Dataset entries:

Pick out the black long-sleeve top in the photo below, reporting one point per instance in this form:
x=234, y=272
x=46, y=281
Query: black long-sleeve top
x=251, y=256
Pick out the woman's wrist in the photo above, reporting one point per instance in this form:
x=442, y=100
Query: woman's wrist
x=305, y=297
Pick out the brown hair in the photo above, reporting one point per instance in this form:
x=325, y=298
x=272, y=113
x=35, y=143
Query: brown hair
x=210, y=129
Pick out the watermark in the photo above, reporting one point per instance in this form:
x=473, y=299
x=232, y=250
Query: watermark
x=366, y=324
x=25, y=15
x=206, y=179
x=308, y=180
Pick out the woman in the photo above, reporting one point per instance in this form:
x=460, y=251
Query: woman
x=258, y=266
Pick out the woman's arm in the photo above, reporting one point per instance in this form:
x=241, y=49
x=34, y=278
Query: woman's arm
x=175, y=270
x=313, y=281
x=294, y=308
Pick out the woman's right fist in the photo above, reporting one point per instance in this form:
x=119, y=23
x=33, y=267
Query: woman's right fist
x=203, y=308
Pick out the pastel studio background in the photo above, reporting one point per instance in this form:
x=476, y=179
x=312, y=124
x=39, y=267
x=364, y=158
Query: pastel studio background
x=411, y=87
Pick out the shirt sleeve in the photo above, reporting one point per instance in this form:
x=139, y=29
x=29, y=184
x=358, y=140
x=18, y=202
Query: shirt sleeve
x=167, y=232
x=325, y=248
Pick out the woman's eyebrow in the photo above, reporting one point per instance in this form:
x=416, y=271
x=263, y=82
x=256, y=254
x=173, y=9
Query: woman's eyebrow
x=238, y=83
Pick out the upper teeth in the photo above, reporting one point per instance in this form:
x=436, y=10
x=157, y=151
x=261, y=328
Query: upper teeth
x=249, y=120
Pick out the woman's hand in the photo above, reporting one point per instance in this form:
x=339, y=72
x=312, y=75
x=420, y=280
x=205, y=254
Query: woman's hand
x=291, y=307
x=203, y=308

» Exercise brief
Copy all of the data above, substituting "Label" for every occurrence of "Query" and keeping everything else the same.

» Solved exercise
Pick out the black long-sleeve top in the photo below, reporting one point per instance in this form:
x=234, y=272
x=46, y=281
Label: black long-sleeve top
x=251, y=256
Pick out the woman's wrist in the photo above, reporting one point per instance in this form:
x=442, y=100
Label: woman's wrist
x=305, y=297
Pick out the brown hair in the photo above, reporting one point per instance in this form:
x=325, y=298
x=272, y=113
x=35, y=143
Label: brown hair
x=210, y=129
Pick out the watermark in the photo above, reporting one point per instance in this form:
x=473, y=299
x=232, y=250
Label: watermark
x=366, y=324
x=25, y=15
x=206, y=179
x=308, y=180
Pick out the woman in the photo above, reporting one point per instance in this form:
x=460, y=251
Label: woman
x=258, y=266
Pick out the woman's arm in the photo above, reporting one point per instance in this form:
x=241, y=49
x=34, y=278
Label: woman's arm
x=175, y=270
x=313, y=281
x=294, y=308
Pick out the woman's right fist in the photo above, reporting one point per instance in this form:
x=119, y=23
x=33, y=267
Label: woman's right fist
x=203, y=308
Pick out the pastel studio background in the photo above, reporting one point per instance in this form:
x=476, y=179
x=312, y=124
x=39, y=267
x=364, y=158
Label: pastel studio background
x=411, y=87
Pick out the shirt sleeve in the photo above, reporting one point per instance in this form:
x=139, y=29
x=29, y=184
x=358, y=140
x=18, y=202
Label: shirt sleeve
x=167, y=232
x=325, y=248
Pick out the woman's eyebrow in the photo above, reporting one point per instance in this form:
x=416, y=271
x=263, y=82
x=256, y=254
x=173, y=9
Label: woman's eyebrow
x=238, y=83
Pick out the upper teeth in the photo above, reporting one point per instance in this form:
x=436, y=10
x=157, y=151
x=261, y=328
Label: upper teeth
x=249, y=120
Pick out the woman's hand in the photo above, reporting one point per instance in this form:
x=339, y=72
x=312, y=75
x=420, y=280
x=205, y=254
Label: woman's hand
x=291, y=307
x=203, y=308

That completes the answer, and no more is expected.